══ DATA ENTRIES

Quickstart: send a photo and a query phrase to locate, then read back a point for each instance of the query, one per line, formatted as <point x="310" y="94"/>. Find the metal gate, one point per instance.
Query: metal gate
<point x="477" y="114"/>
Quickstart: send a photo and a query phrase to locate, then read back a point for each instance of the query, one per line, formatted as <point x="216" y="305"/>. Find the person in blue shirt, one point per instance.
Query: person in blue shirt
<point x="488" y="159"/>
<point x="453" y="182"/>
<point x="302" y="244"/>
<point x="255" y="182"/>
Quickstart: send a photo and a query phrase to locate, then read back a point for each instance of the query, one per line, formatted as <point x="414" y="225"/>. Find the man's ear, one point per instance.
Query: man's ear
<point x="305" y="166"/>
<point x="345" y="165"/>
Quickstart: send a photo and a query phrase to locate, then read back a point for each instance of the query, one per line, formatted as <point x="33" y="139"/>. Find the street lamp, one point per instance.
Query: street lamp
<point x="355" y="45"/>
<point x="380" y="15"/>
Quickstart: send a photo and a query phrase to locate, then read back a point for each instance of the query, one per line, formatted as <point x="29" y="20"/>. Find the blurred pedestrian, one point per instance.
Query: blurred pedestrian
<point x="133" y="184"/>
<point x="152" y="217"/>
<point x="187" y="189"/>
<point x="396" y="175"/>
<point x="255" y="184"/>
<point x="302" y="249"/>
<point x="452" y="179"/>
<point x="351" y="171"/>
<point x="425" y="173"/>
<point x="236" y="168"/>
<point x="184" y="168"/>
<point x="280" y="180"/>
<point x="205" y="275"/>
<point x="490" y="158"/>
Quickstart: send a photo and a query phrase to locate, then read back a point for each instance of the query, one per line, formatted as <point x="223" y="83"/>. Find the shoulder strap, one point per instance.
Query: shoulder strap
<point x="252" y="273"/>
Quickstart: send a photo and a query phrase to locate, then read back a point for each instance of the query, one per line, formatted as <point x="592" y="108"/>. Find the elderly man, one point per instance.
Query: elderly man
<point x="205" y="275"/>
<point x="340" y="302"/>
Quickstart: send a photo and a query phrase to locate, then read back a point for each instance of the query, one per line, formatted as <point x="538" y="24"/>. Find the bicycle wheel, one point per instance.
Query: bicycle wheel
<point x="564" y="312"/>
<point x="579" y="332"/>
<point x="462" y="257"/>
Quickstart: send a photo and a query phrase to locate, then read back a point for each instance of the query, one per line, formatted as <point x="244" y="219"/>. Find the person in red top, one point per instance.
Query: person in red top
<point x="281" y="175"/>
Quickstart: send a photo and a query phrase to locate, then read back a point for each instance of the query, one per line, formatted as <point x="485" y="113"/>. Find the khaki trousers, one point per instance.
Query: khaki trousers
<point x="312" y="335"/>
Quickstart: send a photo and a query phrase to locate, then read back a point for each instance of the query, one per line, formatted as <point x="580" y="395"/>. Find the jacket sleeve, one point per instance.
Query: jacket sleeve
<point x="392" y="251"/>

════

* **REQUIRED WORK**: Reproduce all of the records exactly.

* **CORRECT RESPONSE**:
Quickstart: send a photo and a query phrase to locate, then read back a point for each instance of the query, one per line, formatted as <point x="310" y="94"/>. Find the metal gate, one point per instance.
Query: metal gate
<point x="477" y="114"/>
Quickstart: send a photo and a query phrase to locate, then read back a point for each instance of the query, one per line, formatted as <point x="216" y="305"/>. Find the person in blue shirt, one point per instance.
Query: person in blue shirt
<point x="488" y="159"/>
<point x="453" y="182"/>
<point x="302" y="244"/>
<point x="255" y="182"/>
Quickstart: send a photo and a query phrase to locate, then read back a point for each instance of the query, one per line, formatted as <point x="414" y="225"/>. Find the man's ear, one point per instance.
Query: man's ear
<point x="305" y="166"/>
<point x="345" y="165"/>
Quickstart: send a photo and a query phrase to locate, then read back a point for each instance of the query, one per line, formatted as <point x="33" y="139"/>. Find the street lamp, one point per instance.
Query: street lamp
<point x="355" y="45"/>
<point x="380" y="15"/>
Quickstart: send a photo and a query phrase to locate, then read back a point for each instance of the query, one per line, formatted as <point x="29" y="20"/>. Find the blurred pedestrian, one point per instance.
Query: blurred pedestrian
<point x="133" y="184"/>
<point x="152" y="217"/>
<point x="187" y="189"/>
<point x="396" y="175"/>
<point x="255" y="184"/>
<point x="302" y="249"/>
<point x="452" y="179"/>
<point x="351" y="171"/>
<point x="425" y="173"/>
<point x="236" y="168"/>
<point x="184" y="168"/>
<point x="280" y="180"/>
<point x="205" y="275"/>
<point x="490" y="158"/>
Quickstart: send a photo and a query phrase to locate, then read back a point for each instance of the query, one per line, formatted as <point x="223" y="83"/>. Find the shoulder strap, one point per instance.
Query: shoulder strap
<point x="252" y="273"/>
Quickstart: send a photo and a query phrase to locate, then read back a point for each instance of the query, one per line, formatted as <point x="592" y="108"/>. Find the elderly man, one point per instance.
Query: elderly man
<point x="205" y="275"/>
<point x="340" y="302"/>
Quickstart: send a photo and a query phrase to locate, then read back a point for each instance of the query, one per line, formatted as <point x="538" y="24"/>. Find the bicycle wheel, one point per instance.
Query: bicycle wheel
<point x="564" y="312"/>
<point x="579" y="332"/>
<point x="462" y="257"/>
Quickstart: send a photo and a query phrase to locate, then read back a point for each instance of the query, one per line, formatted as <point x="244" y="219"/>. Find the person in red top, one point per instance.
Query: person in red top
<point x="281" y="175"/>
Quickstart: send a photo and a query phrase to locate, then read back a point for each instance of the query, one per line, formatted as <point x="485" y="113"/>. Find the khaki trousers, one point per instance.
Query: khaki trousers
<point x="312" y="335"/>
Quickstart: send a photo and a query phrase to locate, then read back a point for each instance of the query, one per line, formatted as <point x="580" y="395"/>. Find the jacket sleeve, one point per instance.
Query: jacket sleeve
<point x="392" y="251"/>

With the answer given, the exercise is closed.